EXERCISE DETAILS: Turn every line of the material below into a numbered list, and leave out any blank lines.

Position identification records:
— start —
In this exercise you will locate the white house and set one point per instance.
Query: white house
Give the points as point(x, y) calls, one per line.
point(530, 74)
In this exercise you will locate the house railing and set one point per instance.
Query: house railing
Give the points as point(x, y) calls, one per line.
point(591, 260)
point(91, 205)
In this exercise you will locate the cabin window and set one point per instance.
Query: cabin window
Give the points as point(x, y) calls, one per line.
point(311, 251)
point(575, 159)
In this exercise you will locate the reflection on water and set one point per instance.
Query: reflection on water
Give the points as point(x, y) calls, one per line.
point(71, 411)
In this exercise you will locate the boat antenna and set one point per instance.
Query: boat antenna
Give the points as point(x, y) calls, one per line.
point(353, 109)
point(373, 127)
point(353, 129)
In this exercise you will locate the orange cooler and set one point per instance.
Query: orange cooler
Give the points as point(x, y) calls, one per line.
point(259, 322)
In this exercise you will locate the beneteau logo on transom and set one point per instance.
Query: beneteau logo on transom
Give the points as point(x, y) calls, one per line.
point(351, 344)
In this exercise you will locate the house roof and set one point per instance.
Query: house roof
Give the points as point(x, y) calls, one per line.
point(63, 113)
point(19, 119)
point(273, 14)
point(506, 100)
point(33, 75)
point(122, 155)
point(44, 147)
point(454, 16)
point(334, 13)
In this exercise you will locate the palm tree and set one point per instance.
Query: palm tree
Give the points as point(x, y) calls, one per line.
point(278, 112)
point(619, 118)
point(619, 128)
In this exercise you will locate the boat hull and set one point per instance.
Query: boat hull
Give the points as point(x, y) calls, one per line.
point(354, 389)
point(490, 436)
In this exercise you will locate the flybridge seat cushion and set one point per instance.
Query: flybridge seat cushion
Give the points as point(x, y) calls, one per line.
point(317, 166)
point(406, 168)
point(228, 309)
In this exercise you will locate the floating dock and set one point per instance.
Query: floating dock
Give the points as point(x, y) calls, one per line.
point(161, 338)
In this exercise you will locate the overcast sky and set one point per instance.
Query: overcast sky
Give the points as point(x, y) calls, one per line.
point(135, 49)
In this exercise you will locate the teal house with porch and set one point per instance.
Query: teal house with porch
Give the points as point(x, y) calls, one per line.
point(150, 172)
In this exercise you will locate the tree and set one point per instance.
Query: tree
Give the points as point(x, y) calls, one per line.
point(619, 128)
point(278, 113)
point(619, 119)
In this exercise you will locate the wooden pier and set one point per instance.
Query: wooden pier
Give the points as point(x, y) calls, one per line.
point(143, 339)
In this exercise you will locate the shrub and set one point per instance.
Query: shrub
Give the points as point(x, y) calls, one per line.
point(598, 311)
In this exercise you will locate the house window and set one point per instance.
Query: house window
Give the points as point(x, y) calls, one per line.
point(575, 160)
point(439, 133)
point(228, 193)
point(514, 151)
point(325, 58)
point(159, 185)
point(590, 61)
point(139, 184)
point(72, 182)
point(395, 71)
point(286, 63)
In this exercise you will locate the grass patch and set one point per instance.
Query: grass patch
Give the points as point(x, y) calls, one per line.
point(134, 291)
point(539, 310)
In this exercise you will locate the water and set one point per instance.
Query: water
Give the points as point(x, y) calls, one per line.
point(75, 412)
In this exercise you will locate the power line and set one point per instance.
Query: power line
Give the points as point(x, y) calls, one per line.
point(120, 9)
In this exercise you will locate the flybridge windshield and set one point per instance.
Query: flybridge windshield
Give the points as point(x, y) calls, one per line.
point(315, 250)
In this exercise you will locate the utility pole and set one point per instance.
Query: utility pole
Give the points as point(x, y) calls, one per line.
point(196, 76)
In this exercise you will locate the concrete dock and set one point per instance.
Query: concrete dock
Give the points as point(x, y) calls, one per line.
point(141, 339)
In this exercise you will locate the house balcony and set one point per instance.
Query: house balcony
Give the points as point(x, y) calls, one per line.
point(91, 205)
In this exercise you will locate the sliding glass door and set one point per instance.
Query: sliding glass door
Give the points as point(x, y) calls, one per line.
— end —
EXERCISE SOLUTION:
1. In this exercise you will locate the white house and set one point per instance.
2. Query: white house
3. Give the points as point(x, y) calls, one per line.
4. point(530, 74)
5. In this exercise you will locate the house railing and set one point per instance.
6. Query: house railing
7. Give the points as point(x, y) calls, one per line.
8. point(591, 260)
9. point(91, 205)
10. In this exercise you will locate the cabin window and set one point per instance.
11. Query: cabin window
12. Give the points as point(x, y) calls, one per line.
13. point(311, 251)
14. point(575, 159)
15. In this exercise you will locate the reflection on water and set one point per instance.
16. Query: reflection on water
17. Give the points as point(x, y) calls, one per line.
18. point(71, 411)
19. In this exercise you will locate the boat antenna and set one point per instance.
20. Query: boat antenna
21. Give the points as point(x, y) calls, one per line.
22. point(353, 109)
23. point(373, 127)
24. point(353, 129)
25. In this exercise you will locate the orange cooler and set one point per instance.
26. Query: orange cooler
27. Give the points as point(x, y) calls, one per line.
28. point(259, 322)
29. In this exercise you will locate the beneteau logo on transom and set one point per instance.
30. Query: beneteau logo on transom
31. Give the points as point(x, y) calls, one per line.
32. point(351, 344)
33. In this exercise you will locate the house roof and set one point per instance.
34. Query: house roof
35. Give the points as point(x, y) calls, one per line.
36. point(63, 113)
37. point(19, 119)
38. point(273, 14)
39. point(506, 100)
40. point(33, 75)
41. point(122, 155)
42. point(44, 147)
43. point(454, 16)
44. point(334, 13)
45. In this exercise you will locate the palm tree and set one point per instance.
46. Query: palm tree
47. Give the points as point(x, y) calls, one per line.
48. point(278, 112)
49. point(619, 118)
50. point(619, 128)
51. In this exercise you will locate the boat hull and set one point per instance.
52. Query: boat hull
53. Give the points as point(x, y) calls, one per line.
54. point(354, 389)
55. point(490, 436)
56. In this exercise you will locate the flybridge seat cushion and set one point per instance.
57. Query: flybridge seat cushion
58. Give the points as point(x, y) calls, one per line.
59. point(317, 166)
60. point(406, 168)
61. point(228, 309)
62. In this exercise you will locate the floating dock and set one point per instance.
63. Query: floating dock
64. Give the points as point(x, y) calls, one per line.
65. point(161, 338)
66. In this exercise you will locate the overcast sky and set one point per instance.
67. Query: overcast sky
68. Give the points as point(x, y) calls, one per line.
69. point(135, 49)
70. In this exercise you will locate the teal house with porch and set one point per instance.
71. Query: teal house with porch
72. Give the points as point(x, y) calls, one per line.
73. point(150, 172)
74. In this exercise you will locate the tree and set one point per instance.
75. Query: tree
76. Give the points as point(x, y) calls, one per line.
77. point(619, 128)
78. point(278, 113)
79. point(619, 119)
80. In this exercise you will locate the wooden pier and set one point per instance.
81. Query: wooden pier
82. Give the points as point(x, y) calls, one per line.
83. point(143, 339)
84. In this exercise you will locate the shrub and set one point per instance.
85. Query: shrub
86. Give the points as point(x, y) calls, one per line.
87. point(598, 311)
88. In this exercise you will locate the house window and set one point per instance.
89. Query: house window
90. Give the points as point(x, y) calls, one per line.
91. point(575, 160)
92. point(439, 133)
93. point(228, 193)
94. point(514, 151)
95. point(325, 58)
96. point(159, 185)
97. point(590, 61)
98. point(139, 184)
99. point(72, 182)
100. point(395, 71)
101. point(286, 63)
102. In this exercise you will locate the grass patch and set one point per instance.
103. Query: grass patch
104. Give the points as point(x, y) calls, one per line.
105. point(134, 291)
106. point(539, 310)
107. In this exercise you will locate the water and set one point per instance.
108. Query: water
109. Give the points as point(x, y) calls, one per line.
110. point(75, 412)
111. In this exercise you will locate the power line and set one point per instance.
112. Query: power line
113. Give the points as point(x, y) calls, one per line.
114. point(120, 9)
115. In this exercise you will locate the flybridge windshield and set one point per instance.
116. Query: flybridge windshield
117. Give the points as point(x, y) calls, one per line.
118. point(315, 250)
119. In this exercise you will locate the utility pole and set one point per instance.
120. Query: utility pole
121. Give the points as point(x, y) calls, one per line.
122. point(196, 76)
123. In this exercise you will locate the concrete dock and set one point per instance.
124. Query: concrete dock
125. Give the points as point(x, y) calls, one per line.
126. point(141, 339)
127. In this exercise you will locate the house balcony and set one point per instance.
128. Query: house balcony
129. Give the points as point(x, y) calls, one per line.
130. point(91, 205)
131. In this exercise you will locate the sliding glass door and set one point per instance.
132. Query: sliding glass door
133. Give the points as point(x, y) calls, one per line.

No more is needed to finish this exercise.